Assignment:
Look below for the line containing "For this drill the class indicates the white column" and the line containing "For this drill the class indicates the groom's hand"; repeat exactly those two lines and all lines between them, and nothing else.
╭─ Records provided
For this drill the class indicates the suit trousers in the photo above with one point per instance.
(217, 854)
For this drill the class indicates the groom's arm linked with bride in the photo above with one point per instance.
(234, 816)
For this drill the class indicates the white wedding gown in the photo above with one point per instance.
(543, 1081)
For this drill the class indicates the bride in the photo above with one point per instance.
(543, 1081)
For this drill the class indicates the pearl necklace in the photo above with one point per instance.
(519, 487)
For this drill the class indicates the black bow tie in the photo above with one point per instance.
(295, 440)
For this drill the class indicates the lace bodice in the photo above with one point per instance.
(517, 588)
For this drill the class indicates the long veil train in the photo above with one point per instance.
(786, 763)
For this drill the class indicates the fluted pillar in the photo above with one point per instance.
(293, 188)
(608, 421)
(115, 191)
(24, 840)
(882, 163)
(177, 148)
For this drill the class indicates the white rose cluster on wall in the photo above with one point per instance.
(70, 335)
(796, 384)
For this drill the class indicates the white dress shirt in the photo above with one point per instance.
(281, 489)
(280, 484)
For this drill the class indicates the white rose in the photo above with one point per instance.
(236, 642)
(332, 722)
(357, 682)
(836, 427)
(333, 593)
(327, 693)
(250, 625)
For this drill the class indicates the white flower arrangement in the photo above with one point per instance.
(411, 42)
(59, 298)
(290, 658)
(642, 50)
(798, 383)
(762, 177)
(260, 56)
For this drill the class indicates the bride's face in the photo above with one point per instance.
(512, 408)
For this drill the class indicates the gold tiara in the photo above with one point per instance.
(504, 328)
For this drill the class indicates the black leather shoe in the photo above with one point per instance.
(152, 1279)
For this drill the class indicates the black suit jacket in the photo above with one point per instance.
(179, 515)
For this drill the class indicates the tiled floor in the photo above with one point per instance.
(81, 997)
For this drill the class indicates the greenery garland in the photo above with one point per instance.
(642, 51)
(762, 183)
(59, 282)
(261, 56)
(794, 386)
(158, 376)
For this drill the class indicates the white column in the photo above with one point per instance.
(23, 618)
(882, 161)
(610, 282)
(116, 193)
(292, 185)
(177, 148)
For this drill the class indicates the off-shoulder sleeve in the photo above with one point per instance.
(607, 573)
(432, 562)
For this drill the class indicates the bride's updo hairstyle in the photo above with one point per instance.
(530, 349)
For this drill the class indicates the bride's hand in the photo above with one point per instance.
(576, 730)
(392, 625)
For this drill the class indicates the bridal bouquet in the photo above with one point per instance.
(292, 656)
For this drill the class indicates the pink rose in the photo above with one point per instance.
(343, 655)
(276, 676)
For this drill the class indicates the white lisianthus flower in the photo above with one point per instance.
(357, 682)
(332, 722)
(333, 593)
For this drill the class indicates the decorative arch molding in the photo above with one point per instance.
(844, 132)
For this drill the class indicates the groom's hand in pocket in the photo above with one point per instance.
╰─
╭─ Records provided
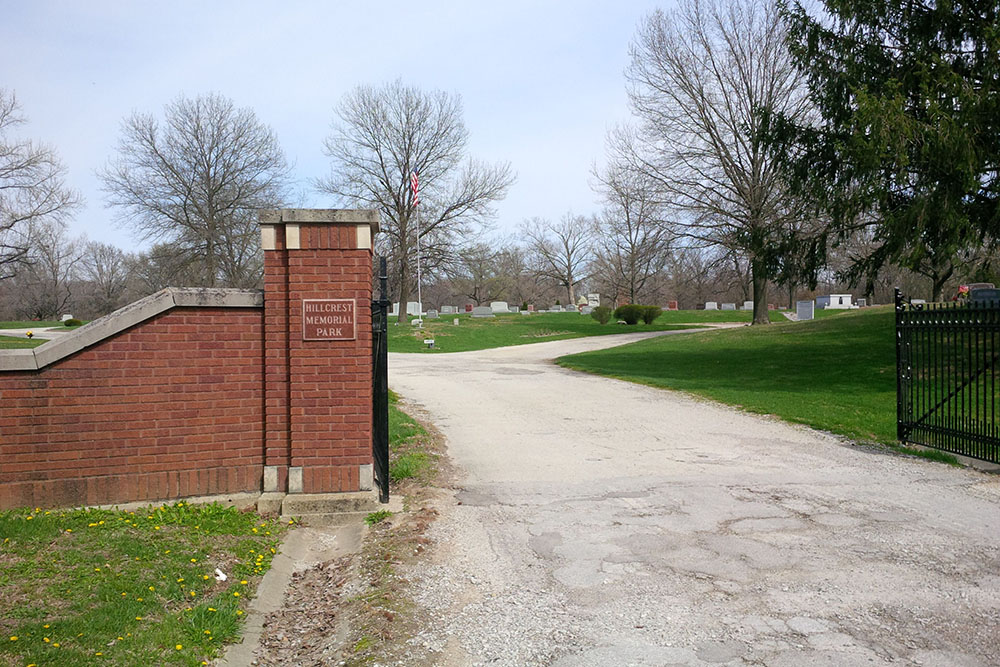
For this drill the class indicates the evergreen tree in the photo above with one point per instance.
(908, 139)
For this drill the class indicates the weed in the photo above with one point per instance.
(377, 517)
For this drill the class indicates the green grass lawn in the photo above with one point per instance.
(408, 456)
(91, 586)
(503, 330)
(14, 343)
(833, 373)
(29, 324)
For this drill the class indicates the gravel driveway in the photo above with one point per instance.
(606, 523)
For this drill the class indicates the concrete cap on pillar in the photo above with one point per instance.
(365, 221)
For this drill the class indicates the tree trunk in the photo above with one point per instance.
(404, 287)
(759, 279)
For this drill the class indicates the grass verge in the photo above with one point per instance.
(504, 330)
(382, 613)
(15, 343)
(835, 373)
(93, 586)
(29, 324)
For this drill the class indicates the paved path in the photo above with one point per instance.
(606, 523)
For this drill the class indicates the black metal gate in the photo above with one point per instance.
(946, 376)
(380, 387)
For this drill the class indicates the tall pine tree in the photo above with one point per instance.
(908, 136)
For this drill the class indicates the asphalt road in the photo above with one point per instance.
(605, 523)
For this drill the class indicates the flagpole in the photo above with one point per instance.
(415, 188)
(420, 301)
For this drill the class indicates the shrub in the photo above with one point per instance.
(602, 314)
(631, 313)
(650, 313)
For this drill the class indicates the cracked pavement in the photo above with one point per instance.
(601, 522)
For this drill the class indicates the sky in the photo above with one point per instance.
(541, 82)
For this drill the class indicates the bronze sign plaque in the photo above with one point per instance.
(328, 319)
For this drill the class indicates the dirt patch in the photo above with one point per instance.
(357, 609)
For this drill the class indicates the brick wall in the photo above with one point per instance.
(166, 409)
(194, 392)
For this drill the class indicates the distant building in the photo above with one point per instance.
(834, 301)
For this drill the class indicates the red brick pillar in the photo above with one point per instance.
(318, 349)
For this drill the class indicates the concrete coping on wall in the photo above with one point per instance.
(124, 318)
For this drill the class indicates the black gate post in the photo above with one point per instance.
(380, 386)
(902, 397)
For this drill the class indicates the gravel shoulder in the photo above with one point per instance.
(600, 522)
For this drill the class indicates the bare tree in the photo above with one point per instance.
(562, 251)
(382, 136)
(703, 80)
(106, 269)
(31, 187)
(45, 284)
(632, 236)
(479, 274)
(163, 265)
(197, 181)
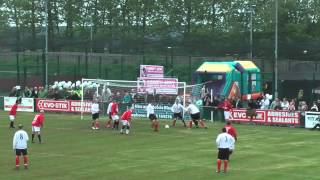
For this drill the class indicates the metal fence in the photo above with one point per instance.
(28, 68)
╰─
Your solution:
For this drill the class indicates the white column in the photo above with one point per instance.
(23, 618)
(882, 161)
(610, 282)
(116, 193)
(292, 185)
(177, 148)
For this drill the class indicates the off-shoulder sleeve in the photo above with one point per instance.
(607, 573)
(432, 562)
For this drill the class indicates the bride's updo hairstyle in the photo above with one point per instance.
(530, 349)
For this drill the class indicates the bride's hand in the photo above with one point per instance.
(576, 730)
(392, 625)
For this drill the class indicates the bridal bouquet in the photo above with one point per instance.
(292, 656)
For this drill the class indicates the pink rose in the photo above with one point per instance.
(343, 655)
(276, 676)
For this drill the class indicates the white lisianthus flower in the photo above with one point per instance.
(357, 682)
(332, 722)
(333, 593)
For this drill the class indicates the decorative arch molding in the photo above with one point per instance.
(844, 132)
For this drill the class indicates the groom's hand in pocket in the photo above with one point per instance.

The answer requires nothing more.